→ RECORD SET:
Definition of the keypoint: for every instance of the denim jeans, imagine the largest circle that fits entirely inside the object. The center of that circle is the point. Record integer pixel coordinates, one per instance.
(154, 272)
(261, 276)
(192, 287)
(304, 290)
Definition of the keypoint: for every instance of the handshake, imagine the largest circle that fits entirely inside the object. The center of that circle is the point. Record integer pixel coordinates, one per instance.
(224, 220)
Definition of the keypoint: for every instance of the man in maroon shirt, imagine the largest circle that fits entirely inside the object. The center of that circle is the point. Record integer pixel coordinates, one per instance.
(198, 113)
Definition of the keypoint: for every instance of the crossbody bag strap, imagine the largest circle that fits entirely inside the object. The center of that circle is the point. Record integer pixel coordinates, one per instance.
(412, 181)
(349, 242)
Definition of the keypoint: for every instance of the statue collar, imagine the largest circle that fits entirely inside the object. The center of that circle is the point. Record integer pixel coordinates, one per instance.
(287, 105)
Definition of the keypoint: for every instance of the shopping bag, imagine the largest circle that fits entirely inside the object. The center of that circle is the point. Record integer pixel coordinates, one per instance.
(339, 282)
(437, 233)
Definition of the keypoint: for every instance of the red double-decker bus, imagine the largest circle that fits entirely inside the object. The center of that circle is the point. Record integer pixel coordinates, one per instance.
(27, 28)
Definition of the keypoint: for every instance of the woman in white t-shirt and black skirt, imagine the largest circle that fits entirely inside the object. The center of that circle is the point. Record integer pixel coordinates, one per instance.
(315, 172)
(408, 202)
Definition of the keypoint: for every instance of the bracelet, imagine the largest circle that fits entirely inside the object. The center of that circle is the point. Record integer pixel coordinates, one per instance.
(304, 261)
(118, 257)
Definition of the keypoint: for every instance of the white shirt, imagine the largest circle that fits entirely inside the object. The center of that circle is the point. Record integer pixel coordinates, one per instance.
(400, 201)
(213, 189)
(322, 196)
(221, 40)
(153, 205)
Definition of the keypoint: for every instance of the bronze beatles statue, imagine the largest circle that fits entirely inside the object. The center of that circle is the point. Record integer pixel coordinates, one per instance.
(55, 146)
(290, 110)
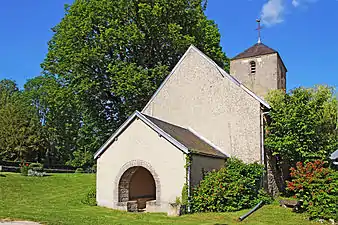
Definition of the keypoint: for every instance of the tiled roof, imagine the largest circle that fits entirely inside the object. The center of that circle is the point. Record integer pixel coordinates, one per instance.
(194, 143)
(255, 50)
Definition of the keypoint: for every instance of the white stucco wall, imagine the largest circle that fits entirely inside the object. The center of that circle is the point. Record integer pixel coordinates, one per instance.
(140, 142)
(198, 96)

→ PROBLEM STATEMENT: Print the records word for word and exclude any picture they hold.

→ EXERCISE SOLUTION:
Definition of the keypoint: for every instance of the denim jeans, imagine the largest circle that fits entirely inside the object. The center of that circle is the point. Record integer pixel coordinates, one per instance.
(154, 272)
(261, 276)
(192, 287)
(304, 290)
Definition of the keypoint: for every instance of the handshake, imagine the largest circle that fits entirely inside the object. The center of that circle is the point. Record integer pixel coordinates, one per instance.
(224, 220)
Definition of the keypoint: for every instance of the man in maroon shirt, imagine the largest circle that fits entirely inside the object. The center of that circle is the point. Record integer pixel coordinates, one per instance.
(198, 113)
Definition of the keypoint: for every instance of the crossbody bag strap, imagine the largest circle that fits entirely inside the object. The center of that circle is the point. Record integer pixel coordinates, one per instance.
(412, 181)
(349, 242)
Definition of the keypoint: for every instance of the statue collar, imagine the largest circle that fits entirely inside the object. The center of that circle is the point. Record integer pixel coordinates, one per instance.
(287, 105)
Definition of the keypoint: for every instance of the shopping bag, imagine the largest circle that fits entirely inside the object. The center of that circle is the point. Record integer pixel coordinates, one per instance.
(339, 282)
(437, 233)
Definition of the keypoint: for every instance of the red double-decker bus, imagine the largest circle that fits entirely inside the object. The center of that circle is the point. Record integer pixel coordinates, one per instance.
(27, 28)
Definition of the keypoint: for every instance of the woman in white t-shirt and black skirt, imagine the largest circle that fits entirely inside the object. The center of that circle is the point. Record integer pixel coordinates, one per instance.
(315, 172)
(408, 202)
Definition of the keypoint: for every instance of the bracelet, imagine the largest circle that fits entirely inside the object. The center of that circle is the point. Record integer pixel coordinates, one per instance.
(304, 261)
(118, 257)
Definition of the keypoint: for every instance of the white shirt, imagine the largest circle that fits entirely inside the object. The center of that circle is the point. Record integer pixel coordinates, one per instance.
(400, 201)
(213, 189)
(322, 196)
(221, 40)
(153, 205)
Definition of the keypoint: for every instance of the bronze beatles statue, imagine the largest circle that fits entirely inside the object. The center of that circle is the point. Record integer pixel coordinates, one per instance.
(55, 146)
(290, 110)
Definition of the keypoint: for every instance of the tiled roof, imagine the largest circle that fits entirely inside the object. The center of that circle is the point. Record integer pixel coordinates, one per instance.
(194, 143)
(255, 50)
Definition of the keypoint: for every instance of the white stucco wall, imagine the largest circle that fits entirely inside the object. The center of that circle is the point. Record integer pixel coordinates, one per instance.
(140, 142)
(198, 96)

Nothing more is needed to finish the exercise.